> **Excerpted records**
_ _ _ _ _ _ _

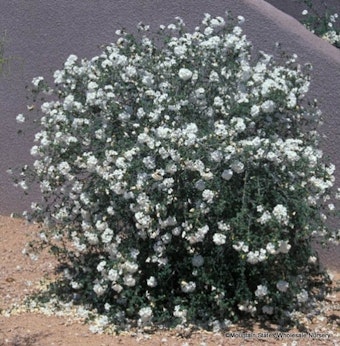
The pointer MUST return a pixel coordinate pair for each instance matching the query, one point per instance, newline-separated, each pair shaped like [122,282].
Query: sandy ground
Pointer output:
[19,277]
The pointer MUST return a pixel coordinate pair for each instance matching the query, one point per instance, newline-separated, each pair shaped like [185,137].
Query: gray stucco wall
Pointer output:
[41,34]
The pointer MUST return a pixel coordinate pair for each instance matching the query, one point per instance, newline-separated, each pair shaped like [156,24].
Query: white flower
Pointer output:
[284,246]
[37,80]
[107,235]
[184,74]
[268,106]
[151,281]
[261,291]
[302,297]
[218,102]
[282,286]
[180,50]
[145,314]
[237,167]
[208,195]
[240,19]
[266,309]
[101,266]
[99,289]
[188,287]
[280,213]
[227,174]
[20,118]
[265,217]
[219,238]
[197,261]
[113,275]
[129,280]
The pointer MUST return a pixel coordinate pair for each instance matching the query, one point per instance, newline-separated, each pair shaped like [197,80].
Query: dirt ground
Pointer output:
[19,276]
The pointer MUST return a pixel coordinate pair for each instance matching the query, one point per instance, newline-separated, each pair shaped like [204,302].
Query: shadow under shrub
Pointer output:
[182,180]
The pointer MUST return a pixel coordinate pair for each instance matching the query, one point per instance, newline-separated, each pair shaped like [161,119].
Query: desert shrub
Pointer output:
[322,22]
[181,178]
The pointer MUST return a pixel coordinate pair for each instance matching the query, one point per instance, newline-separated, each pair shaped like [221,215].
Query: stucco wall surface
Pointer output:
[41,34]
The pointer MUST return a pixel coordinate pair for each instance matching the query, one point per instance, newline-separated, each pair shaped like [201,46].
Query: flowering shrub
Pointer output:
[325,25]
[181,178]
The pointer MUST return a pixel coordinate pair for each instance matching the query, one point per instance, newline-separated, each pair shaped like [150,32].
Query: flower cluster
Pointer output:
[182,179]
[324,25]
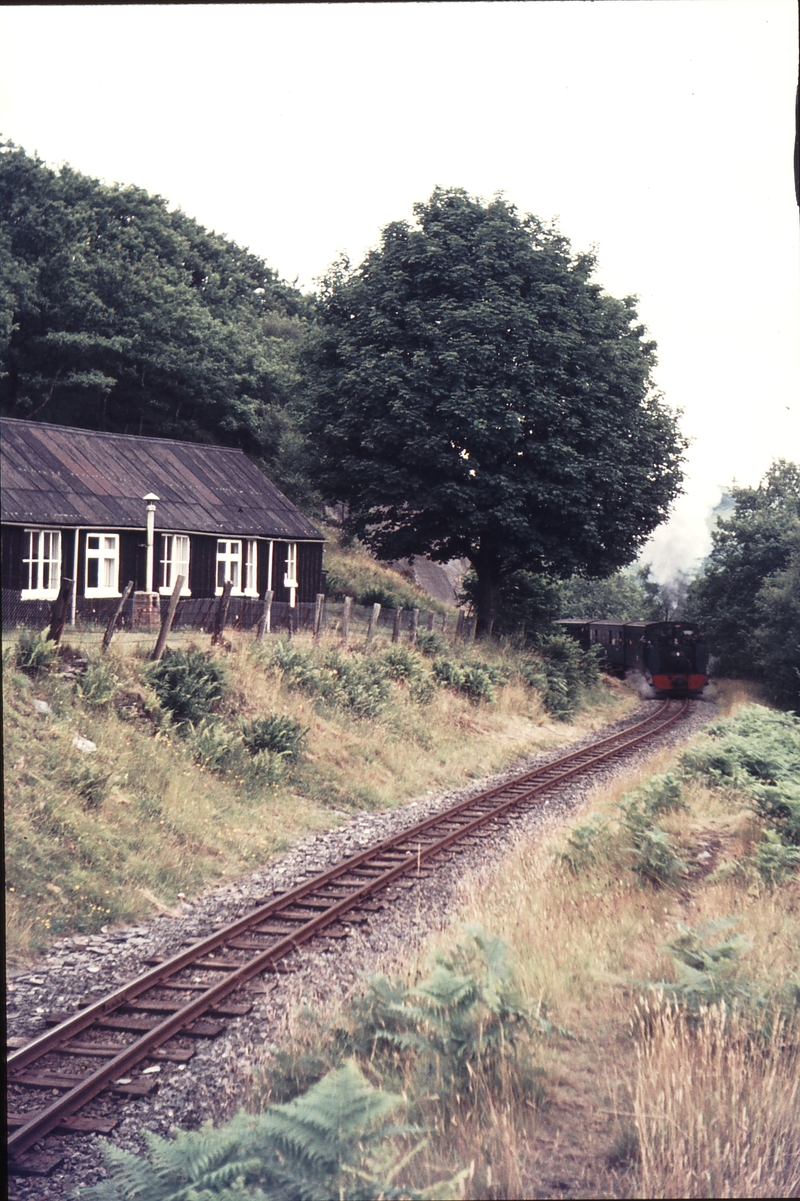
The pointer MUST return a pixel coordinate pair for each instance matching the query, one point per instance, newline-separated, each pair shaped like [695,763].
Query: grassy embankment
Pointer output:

_ _ _ _ _ _ _

> **Problem to solve**
Reproduce all of the data above verbatim, line for line, and leave the pictures out.

> **Answer in full**
The pointer MUST return a pixel coordinate pair for each instance matching the query, one point per instance, newline-separated, each pair shaped like [122,282].
Query: sandy ground
Pointer output:
[19,277]
The pointer MUST return a pixel coordinate pair for each instance matching the query, one point per instance, newline-separated, each pair shaped like [185,137].
Query: gray stucco wall
Pointer output:
[41,34]
The pointer MUST return a pixel coordinate pair for each instance matching the query, one point per instance, newline-separated, each pair shaped like [156,24].
Query: white flower
Pointer output:
[284,246]
[37,80]
[107,235]
[184,74]
[268,106]
[151,281]
[261,291]
[302,297]
[218,102]
[282,286]
[180,50]
[145,314]
[237,167]
[208,195]
[240,19]
[266,309]
[101,266]
[99,289]
[188,287]
[280,213]
[227,174]
[20,118]
[265,217]
[219,238]
[197,261]
[113,275]
[129,280]
The pointer MUST return a pixel coordinate pair for each instance matching the query, one point per instance, newline-separated, each pair shaped like [197,80].
Query: dirt ground
Pointer output:
[19,276]
The pointer MUST return a pixel coordinate pair for each instance matching the query, one point per instance, newline-separated, each pair shaped like [204,302].
Query: shadow under shrub
Pointer output:
[182,180]
The pointer MUST return a pixel coordinate pair for each instance matching the query, one point per instance, newline-separated, each pair shaped like [161,119].
Query: desert shrub
Pointer output:
[322,22]
[181,178]
The pointer MUST return a pixel coordinate pair for each instance matching the query, one point per instance, newline-separated, each pair shaped like [221,215].
Query: stucco wall surface
Pointer output:
[41,34]
The pointer MUST return a pixel coordinate pair for each instance matching the query, one point per instance, newline-separated, each pair shaped like [201,46].
Query: flowering shrub
Pointer output:
[325,25]
[181,178]
The pointer MUST return a pixel coordinate pair for each instance matching the query, one point per instance, newline-separated, each pair shaped like [150,32].
Query: flower cluster
Pointer output:
[182,179]
[324,25]
The pointer MUST return a pixel coordinate pair for each instance matching the query, one point per instance, newline-separated, each pair shaped like [695,763].
Query: grassy embankment
Pointer output:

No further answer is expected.